* Text provided:

——

This blog post is a more detailed version of this video:

# Entropy in Physics

Entropy, so far, had been a concept in physics. Namely, it is the (log of the) number of microstates or microscopic configurations. In colloquial terms, if the particles inside a system have many possible positions to move around, then the system has **high entropy**, and if they have to stay rigid, then the system has **low entropy**.

For example, water in its three states, solid, liquid, and gas, has different entropies. The molecules in ice have to stay in a lattice, as it is a rigid system, so ice has low entropy. The molecules in water have more positions to move around, so water in liquid state has medium entropy. The molecules inside water vapor can pretty much go anywhere they want, so water vapor has high entropy.

But what does this have to do with information theory? Well, the answer for this is by studying the relationships between knowledge and probability.

# Entropy and Knowledge

To introduce the notion of entropy in probability, we’ll use an example throughout this whole article. Let’s say we have 3 buckets with 4 balls each. The balls have the following colors:

- Bucket 1: 4 red balls
- Bucket 2: 3 red balls, and 1 blue ball
- Bucket 3: 2 red balls, and 2 blue balls

And we’ll judge these three options by how much information we have on the color of a ball drawn at random. In this case, we have the following:

- In the first bucket, we’ll know for sure that the ball coming out is red.
- In the second bucket, we know with 75% certainty that the ball is red, and with 25% certainty that it’s blue.
- In the third bucket, we know with 50% certainty that the ball is red, and with the same certainty that it’s blue.

So it makes sense to say that Bucket 1 gives us the most amount of “knowledge” about what ball we’ll draw (because we know for sure it’s red), that Bucket 2 gives us some knowledge, and that Bucket 3 will give us the least amount of knowledge. Well, Entropy is in some way, the opposite of knowledge. So we’ll say that Bucket 1 has the least amount of entropy, Bucket 2 has medium entropy, and Bucket 3 has the greatest amount of entropy.

But we want a formula for entropy, so in order to find that formula, we’ll use probability.

# Entropy and Probability

So now the question is, how do we cook up a formula which gives us a low number for a bucket with 4 red balls, a high number for a bucket with 2 red and 2 blue balls, and a medium number for a bucket with 3 red and 1 blue balls? Well, as a first attempt, let’s remember the definition of entropy: If molecules have many possible rearrangements, then the system has high entropy, and if they have very few rearrangements, then the system has low entropy. So a first attempt would be to count the number of rearrangements of these balls. In this case, we have 1 possible rearrangement for Bucket 1, 4 for Bucket 2, and 6 for Bucket 3, this number given by the binomial coefficient.

This number of arrangements won’t be part of the formula for entropy, but it gives us an idea, that if there are many arrangements, then entropy is large, and if there are very few arrangements, then entropy is low. In the next section, we’ll cook up a formula for entropy. The idea is, to consider the probability of drawing the balls in a certain way, from each bucket.

——

* Supplied information:
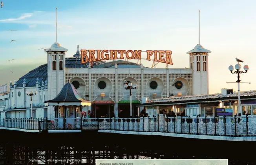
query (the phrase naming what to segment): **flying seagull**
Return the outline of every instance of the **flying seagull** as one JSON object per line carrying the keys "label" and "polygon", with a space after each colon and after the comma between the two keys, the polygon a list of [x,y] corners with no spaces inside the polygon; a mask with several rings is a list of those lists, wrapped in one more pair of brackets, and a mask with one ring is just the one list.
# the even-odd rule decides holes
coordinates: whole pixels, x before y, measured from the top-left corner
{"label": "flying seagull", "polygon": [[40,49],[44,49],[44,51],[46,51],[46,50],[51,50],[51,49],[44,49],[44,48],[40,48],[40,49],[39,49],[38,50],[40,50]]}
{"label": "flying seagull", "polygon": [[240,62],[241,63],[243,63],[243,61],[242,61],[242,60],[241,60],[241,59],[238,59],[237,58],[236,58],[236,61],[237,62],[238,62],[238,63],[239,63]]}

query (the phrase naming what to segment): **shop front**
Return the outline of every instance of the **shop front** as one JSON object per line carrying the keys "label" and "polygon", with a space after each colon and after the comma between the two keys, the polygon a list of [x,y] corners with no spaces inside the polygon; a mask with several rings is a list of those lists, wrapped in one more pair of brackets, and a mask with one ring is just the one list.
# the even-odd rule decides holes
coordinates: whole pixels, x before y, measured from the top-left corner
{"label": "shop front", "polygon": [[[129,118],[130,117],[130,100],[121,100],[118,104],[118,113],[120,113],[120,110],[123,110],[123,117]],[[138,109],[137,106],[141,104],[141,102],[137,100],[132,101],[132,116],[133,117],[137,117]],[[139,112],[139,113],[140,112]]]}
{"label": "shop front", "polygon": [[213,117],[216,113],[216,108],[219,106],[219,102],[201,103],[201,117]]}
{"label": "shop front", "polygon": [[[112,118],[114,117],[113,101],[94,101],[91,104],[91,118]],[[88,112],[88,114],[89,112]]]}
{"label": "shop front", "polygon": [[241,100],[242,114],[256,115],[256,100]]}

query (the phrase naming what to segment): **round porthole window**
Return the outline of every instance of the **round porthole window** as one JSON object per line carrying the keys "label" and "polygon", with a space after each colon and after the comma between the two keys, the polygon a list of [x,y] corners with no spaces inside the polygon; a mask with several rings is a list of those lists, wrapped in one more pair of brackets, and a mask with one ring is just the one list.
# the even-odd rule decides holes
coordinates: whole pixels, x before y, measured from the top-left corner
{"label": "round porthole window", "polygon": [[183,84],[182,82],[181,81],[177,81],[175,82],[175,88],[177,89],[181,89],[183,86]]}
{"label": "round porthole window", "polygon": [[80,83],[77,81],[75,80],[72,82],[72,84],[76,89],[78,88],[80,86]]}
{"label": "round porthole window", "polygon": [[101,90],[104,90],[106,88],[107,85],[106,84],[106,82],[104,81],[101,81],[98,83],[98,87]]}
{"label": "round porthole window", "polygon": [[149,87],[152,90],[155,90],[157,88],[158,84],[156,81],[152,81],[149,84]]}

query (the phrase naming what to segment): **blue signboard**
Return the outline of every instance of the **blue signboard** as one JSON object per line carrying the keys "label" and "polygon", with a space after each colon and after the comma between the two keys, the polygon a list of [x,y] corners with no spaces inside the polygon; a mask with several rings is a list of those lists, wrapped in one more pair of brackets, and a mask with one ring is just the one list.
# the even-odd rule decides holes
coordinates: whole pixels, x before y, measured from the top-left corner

——

* Requirement 1:
From the entropy text, write out the part that opens with the words "This blog post" and closes with "has **low entropy**.", swapping "particles" for "molecules".
* Requirement 2:
Carry on writing the text on entropy, starting right after its last sentence.
The lines are separate material and are not part of the entropy text.

* Output 1:
This blog post is a more detailed version of this video:

# Entropy in Physics

Entropy, so far, had been a concept in physics. Namely, it is the (log of the) number of microstates or microscopic configurations. In colloquial terms, if the molecules inside a system have many possible positions to move around, then the system has **high entropy**, and if they have to stay rigid, then the system has **low entropy**.

* Output 2:
# Entropy and an Interesting Game Show

So, in order to cook up a formula, we’ll consider the following game. The spoiler is the following: *The probability of winning this game, will help us get the formula for entropy.*

In this game, we’re given, again, the three buckets to choose. The rules go as follows:

- We choose one of the three buckets.
- We are shown the balls in the bucket, in some order. Then, the balls go back in the bucket.
- We then pick one ball out of the bucket, at a time, record the color, and return the ball back to the bucket.
- If the colors recorded make the same sequence than the sequence of balls that we were shown at the beginning, then we win 1,000,000 dollars. If not, then we lose.

This may sound complicated, but it’s actually very simple. Let’s say for example that we’ve picked Bucket 2, which has 3 red balls, and 1 blue ball. We’re shown the balls in the bucket in some order, so let’s say, they’re shown to us in that precise order, **red, red, red, blue**. Now, let’s try to draw the balls to get that sequence, red, red, red, blue. What’s the probability of this happening? Well…

- In order for the first ball to be red, the probability is 3/4, or 0.75.
- For the second ball to be red, the probability is again 3/4. (Remember that we put the first ball back in the bucket after looking at its color.)
- For the third ball to be red, the probability is again 3/4.
- For the fourth ball to be blue, the probability is now 1/4, or 0.25.

As these are independent events, then the probability of the 4 of them to happen, is (3/4)*(3/4)*(3/4)*(1/4) = 27/256, or 0.105. This is not very likely. In the figures below, we can see the probabilities of winning if we pick each of the three buckets.

For exposition, the following three figures show the probabilities of winning with each of the buckets. For Bucket 1, the probability is 1, for Bucket 2, the probability is 0.105, and for Bucket 3, the probability is 0.0625.

Or, as summarized in the following table:

Ok, now we have some measure that gives us different values for the three Buckets. The probability of winning at this game, gives us:

- 1.0 for Bucket 1
- 0.105 for Bucket 2
- 0.0625 for Bucket 3

In order to build the entropy formula, we want the opposite, some measure that gives us a low number for Bucket 1, a medium number for Bucket 2, and a high number for Bucket 3. No problem, this is where *logarithms* will come to save our life.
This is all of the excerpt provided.